Stored data entries:
——————

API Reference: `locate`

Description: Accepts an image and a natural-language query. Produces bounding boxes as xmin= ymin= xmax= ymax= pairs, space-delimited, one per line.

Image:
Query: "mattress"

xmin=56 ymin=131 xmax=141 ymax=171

——————

**Task item**
What you write must match the records above line for line.

**Task result**
API Reference: `locate`

Description: Accepts an image and a natural-language query. Produces bounding boxes as xmin= ymin= xmax= ymax= pairs, space-delimited, one per line.

Image:
Query: "mattress"

xmin=56 ymin=131 xmax=141 ymax=171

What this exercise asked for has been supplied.